EXERCISE OBJECTIVE |
Copy exactly the lines from the "Where can the church facade" line to the end, both included, and nothing else.

[Dataset rows on where objects appear]
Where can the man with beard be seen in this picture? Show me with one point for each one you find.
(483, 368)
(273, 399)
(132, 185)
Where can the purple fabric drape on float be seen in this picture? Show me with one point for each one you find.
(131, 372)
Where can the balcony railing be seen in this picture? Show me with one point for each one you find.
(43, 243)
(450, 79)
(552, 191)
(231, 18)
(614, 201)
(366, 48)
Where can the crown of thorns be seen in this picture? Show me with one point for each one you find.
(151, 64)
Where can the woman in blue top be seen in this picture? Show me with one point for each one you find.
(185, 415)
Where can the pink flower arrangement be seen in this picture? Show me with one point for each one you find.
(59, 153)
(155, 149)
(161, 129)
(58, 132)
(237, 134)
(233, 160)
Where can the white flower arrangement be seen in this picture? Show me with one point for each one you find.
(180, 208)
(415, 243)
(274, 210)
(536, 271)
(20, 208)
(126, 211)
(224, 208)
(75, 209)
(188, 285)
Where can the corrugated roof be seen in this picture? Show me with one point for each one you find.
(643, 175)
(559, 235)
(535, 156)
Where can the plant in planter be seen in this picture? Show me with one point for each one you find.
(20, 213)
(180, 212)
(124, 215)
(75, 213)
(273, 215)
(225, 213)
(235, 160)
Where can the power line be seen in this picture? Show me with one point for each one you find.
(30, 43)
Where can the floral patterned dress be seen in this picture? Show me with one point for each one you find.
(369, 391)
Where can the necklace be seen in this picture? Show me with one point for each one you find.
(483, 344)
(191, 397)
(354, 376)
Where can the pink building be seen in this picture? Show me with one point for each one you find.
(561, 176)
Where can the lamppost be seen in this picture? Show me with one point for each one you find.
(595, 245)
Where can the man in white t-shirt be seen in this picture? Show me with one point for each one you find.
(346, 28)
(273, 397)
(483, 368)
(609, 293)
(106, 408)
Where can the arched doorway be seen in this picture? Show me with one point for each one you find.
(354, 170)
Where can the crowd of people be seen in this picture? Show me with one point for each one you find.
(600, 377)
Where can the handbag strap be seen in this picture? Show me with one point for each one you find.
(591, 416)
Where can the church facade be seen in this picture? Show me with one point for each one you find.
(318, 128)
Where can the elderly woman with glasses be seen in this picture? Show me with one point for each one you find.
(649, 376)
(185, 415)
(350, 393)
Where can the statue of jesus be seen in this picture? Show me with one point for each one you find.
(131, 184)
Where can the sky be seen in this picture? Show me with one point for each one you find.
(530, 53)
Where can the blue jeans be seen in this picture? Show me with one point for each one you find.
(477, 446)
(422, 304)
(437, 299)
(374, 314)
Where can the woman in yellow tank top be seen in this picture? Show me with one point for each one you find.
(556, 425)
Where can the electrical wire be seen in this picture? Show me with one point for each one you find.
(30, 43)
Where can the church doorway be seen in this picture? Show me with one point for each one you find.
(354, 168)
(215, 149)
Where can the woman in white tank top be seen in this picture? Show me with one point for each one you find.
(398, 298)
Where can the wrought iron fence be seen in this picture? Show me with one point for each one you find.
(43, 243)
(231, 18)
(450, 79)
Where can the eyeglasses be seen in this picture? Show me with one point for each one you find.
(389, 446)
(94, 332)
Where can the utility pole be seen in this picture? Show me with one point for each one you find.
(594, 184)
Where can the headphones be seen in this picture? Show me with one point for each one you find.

TASK SOLUTION |
Where can the church facade be seen in this picture? Show me with one point for each one you find.
(318, 128)
Where can the elderly woman with glasses be seen in this picture? Show me with one point for each one you find.
(649, 376)
(185, 415)
(350, 393)
Where can the statue of jesus be seen in this picture? Show me with one point for each one you find.
(131, 184)
Where can the sky be seen in this picture? Show me with one point for each one you find.
(530, 53)
Where can the blue jeans be seen in this picture? Show me with one point for each one you find.
(477, 446)
(422, 304)
(437, 299)
(374, 314)
Where can the woman in yellow tank top be seen in this picture? Show me with one point for each one you find.
(556, 425)
Where can the electrical wire be seen in this picture? Show me with one point for each one you find.
(30, 43)
Where can the church doorway be seen in this picture? Show me with one point for each one you find.
(354, 168)
(215, 149)
Where can the woman in white tank top be seen in this picture? Show me with one point for each one you find.
(398, 298)
Where can the wrought iron fence be seen in this picture? Show me with one point for each one you find.
(43, 243)
(231, 18)
(450, 79)
Where can the eyeglasses be seen in this picture? Show me with one point for each one you find.
(389, 446)
(94, 332)
Where can the utility pole be seen in this picture? Show me with one point for each one you find.
(594, 184)
Where can the headphones be seen in this picture? Show me with one point for each one you find.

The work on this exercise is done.